• **To be done**: Copy every line of the data below word for word, omitting the pictures.

[Image annotation data]
-*-
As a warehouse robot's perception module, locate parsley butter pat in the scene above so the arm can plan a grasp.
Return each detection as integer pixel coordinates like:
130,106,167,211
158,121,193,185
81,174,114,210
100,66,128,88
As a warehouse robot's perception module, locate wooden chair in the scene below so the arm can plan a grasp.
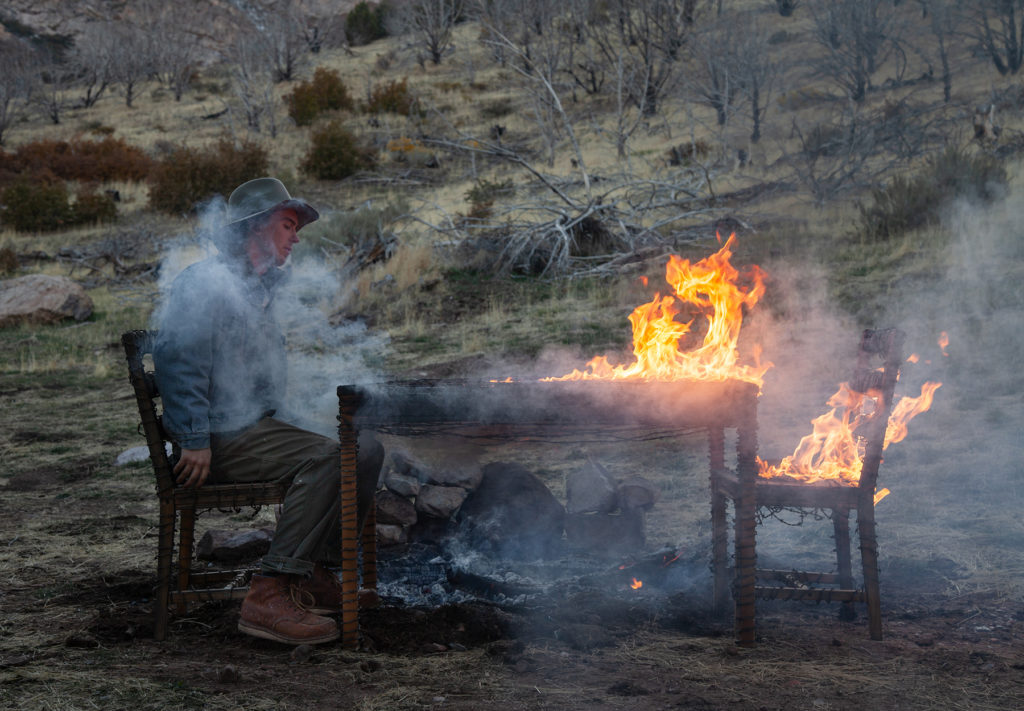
-*-
• **Written solution**:
As a warehouse robot's perception module, locate parsley butter pat in the scene above so the arm can plan a grasp.
Return each detection as integer pixel coordinates like:
130,106,167,211
158,121,193,185
81,174,114,210
100,66,128,88
As a warehouse robot's perception module, locate wooden chair in the scene below so the arm can plan a grasp.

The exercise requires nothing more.